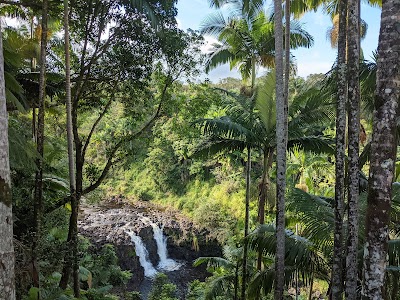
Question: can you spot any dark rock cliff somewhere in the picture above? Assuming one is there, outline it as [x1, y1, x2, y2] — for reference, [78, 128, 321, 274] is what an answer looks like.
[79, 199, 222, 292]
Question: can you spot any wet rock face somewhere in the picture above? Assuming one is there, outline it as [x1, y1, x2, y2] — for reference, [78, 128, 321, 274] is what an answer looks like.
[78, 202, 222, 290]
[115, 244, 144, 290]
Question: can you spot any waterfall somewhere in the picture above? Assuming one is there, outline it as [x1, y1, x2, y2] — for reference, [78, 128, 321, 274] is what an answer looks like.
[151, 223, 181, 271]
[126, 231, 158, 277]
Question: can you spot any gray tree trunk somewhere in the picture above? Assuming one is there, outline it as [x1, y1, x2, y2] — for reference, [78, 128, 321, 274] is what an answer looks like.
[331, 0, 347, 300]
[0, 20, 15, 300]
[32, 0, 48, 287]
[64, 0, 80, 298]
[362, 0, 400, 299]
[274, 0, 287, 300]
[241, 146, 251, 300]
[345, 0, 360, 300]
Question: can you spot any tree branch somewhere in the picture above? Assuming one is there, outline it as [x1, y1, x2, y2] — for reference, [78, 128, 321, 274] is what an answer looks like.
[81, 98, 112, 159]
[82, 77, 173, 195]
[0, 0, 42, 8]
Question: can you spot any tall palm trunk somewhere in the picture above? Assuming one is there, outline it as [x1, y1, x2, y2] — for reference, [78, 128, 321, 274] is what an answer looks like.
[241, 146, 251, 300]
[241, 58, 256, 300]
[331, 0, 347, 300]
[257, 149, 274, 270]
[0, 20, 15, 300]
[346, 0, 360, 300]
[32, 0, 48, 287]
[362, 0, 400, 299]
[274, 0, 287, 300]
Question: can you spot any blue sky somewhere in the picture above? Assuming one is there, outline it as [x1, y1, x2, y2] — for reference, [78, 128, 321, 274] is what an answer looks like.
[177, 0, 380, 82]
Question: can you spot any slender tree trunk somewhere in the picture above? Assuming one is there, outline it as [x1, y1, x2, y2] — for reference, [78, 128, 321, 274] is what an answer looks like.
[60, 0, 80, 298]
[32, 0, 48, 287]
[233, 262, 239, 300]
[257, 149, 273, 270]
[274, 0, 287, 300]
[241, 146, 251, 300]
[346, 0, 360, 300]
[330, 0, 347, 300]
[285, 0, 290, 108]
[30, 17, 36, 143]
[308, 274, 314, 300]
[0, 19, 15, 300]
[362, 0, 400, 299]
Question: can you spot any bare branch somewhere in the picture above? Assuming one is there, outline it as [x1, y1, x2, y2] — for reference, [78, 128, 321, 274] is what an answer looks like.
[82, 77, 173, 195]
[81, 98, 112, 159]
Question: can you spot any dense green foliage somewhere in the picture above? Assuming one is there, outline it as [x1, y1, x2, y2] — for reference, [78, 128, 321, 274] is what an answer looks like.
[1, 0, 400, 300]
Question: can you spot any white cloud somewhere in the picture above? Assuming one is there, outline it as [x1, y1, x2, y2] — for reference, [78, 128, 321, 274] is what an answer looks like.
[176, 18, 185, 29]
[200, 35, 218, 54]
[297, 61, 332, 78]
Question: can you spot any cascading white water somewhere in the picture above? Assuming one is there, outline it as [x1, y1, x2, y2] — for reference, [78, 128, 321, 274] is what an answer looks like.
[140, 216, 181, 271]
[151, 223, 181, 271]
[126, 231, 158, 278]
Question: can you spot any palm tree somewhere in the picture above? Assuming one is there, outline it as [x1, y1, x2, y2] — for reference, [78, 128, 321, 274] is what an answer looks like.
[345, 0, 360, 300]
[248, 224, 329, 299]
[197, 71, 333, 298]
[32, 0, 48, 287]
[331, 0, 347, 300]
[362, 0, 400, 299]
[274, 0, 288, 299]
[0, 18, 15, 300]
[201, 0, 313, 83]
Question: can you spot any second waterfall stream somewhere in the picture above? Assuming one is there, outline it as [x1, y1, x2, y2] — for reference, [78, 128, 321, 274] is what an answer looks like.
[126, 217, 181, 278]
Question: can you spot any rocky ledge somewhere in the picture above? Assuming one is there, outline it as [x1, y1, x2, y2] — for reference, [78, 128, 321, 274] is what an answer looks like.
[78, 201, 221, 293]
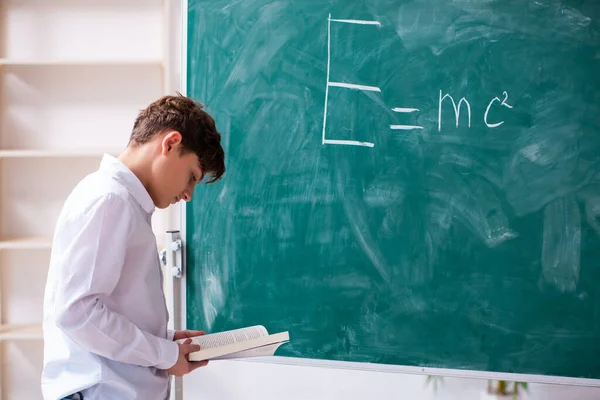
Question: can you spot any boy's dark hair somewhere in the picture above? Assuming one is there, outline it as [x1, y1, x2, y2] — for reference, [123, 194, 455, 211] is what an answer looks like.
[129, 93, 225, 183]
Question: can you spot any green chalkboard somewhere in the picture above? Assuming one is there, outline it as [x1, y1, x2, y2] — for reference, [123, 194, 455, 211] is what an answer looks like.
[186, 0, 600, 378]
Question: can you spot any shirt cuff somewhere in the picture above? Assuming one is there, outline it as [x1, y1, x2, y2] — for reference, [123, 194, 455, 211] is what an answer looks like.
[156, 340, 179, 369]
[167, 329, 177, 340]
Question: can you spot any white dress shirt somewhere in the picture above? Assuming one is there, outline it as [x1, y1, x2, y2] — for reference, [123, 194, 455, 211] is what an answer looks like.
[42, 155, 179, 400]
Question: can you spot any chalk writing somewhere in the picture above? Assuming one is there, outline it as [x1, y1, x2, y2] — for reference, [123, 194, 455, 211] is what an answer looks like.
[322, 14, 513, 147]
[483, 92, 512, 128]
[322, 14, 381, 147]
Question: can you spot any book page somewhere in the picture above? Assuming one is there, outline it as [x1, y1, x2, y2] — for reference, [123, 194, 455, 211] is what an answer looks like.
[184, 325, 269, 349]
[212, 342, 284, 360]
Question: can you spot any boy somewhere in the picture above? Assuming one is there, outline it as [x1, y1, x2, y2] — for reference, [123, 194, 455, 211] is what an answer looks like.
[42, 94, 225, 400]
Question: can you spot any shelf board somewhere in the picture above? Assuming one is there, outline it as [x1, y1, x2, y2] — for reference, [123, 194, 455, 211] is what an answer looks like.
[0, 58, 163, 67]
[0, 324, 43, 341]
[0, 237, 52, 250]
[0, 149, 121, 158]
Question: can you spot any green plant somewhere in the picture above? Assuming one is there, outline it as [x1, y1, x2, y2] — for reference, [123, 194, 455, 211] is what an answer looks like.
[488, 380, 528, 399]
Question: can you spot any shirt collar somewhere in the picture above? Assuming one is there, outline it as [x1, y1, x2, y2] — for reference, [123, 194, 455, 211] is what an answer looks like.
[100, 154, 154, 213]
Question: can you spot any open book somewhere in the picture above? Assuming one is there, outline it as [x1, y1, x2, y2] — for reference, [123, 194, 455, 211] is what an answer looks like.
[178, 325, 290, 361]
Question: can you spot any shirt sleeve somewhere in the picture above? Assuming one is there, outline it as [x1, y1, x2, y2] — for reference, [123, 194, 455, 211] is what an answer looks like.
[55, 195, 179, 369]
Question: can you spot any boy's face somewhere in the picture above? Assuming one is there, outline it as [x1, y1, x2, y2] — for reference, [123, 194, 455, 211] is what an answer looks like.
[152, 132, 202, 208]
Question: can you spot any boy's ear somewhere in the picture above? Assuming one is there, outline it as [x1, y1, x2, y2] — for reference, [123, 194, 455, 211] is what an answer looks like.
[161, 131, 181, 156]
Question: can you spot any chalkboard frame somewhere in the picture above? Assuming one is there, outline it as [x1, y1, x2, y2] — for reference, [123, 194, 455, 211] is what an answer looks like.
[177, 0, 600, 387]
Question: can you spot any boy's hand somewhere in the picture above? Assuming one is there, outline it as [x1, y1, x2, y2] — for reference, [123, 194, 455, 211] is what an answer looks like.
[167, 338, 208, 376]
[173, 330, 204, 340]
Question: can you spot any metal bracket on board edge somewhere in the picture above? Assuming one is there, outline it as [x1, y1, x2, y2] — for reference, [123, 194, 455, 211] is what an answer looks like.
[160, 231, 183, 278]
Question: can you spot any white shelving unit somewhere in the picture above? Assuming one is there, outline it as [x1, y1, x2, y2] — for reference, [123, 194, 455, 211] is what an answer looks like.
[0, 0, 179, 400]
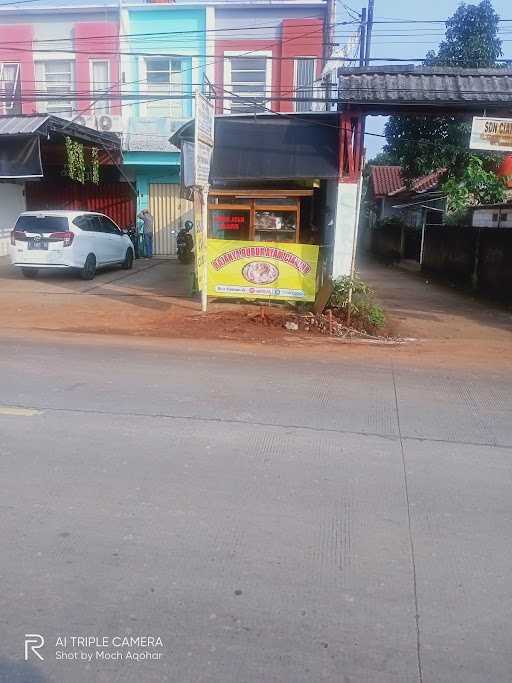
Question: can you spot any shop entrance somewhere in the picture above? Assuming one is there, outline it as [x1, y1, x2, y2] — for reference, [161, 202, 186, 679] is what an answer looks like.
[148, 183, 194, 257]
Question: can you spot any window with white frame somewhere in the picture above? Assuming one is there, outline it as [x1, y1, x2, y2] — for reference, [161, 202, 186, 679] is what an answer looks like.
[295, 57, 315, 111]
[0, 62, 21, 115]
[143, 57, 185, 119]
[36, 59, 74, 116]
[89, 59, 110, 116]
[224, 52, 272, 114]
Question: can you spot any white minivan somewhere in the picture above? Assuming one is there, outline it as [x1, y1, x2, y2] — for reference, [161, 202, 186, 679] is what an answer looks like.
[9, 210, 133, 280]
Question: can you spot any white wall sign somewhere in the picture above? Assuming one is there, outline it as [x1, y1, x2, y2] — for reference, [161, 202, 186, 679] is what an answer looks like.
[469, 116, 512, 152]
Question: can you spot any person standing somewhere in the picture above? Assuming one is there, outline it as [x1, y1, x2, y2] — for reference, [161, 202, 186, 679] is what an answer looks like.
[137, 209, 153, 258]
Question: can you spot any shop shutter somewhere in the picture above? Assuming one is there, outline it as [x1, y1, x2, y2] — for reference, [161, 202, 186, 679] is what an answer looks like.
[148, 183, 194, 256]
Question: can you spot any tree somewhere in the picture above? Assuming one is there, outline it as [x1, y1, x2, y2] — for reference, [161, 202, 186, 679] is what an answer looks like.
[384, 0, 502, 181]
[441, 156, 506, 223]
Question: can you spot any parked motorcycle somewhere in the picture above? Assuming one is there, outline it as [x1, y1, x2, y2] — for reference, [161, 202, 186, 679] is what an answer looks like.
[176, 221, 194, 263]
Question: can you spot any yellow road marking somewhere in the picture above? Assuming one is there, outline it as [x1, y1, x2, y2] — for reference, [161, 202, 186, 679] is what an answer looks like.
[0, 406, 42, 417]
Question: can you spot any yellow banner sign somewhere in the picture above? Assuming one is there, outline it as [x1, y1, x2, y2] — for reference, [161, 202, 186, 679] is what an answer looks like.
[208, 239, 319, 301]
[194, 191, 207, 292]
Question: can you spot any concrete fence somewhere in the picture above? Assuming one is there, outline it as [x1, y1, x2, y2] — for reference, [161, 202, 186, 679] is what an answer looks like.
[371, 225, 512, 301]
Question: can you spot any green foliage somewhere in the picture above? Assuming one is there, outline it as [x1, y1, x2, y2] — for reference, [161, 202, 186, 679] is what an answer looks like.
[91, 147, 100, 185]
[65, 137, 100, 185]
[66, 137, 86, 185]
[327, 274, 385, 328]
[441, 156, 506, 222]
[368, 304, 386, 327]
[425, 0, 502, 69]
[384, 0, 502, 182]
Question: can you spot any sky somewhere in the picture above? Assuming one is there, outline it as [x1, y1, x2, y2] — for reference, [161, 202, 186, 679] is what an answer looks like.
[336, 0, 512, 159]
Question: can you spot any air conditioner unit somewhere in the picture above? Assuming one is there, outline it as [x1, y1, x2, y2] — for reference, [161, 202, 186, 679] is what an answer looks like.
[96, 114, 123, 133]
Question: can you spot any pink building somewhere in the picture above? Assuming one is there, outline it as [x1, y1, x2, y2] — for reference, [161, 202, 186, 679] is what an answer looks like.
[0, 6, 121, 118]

- - - -

● **Your goal**: Could you copy, word for word, the stretch of material from its very start through the line containing "[115, 244, 144, 290]", leaving the pictures out of your answer?

● **Task result**:
Question: can you spot any dark rock cliff somewhere in the picture above? Assuming one is there, outline it as [x1, y1, x2, y2] — for reference, [78, 128, 321, 274] is what an answer looks like.
[79, 199, 222, 292]
Question: can you spot any wet rock face somewhere in the picture above? Assuming one is there, outline it as [x1, y1, x2, y2] — for reference, [78, 128, 321, 274] is what an answer looks like.
[78, 202, 222, 290]
[115, 244, 144, 290]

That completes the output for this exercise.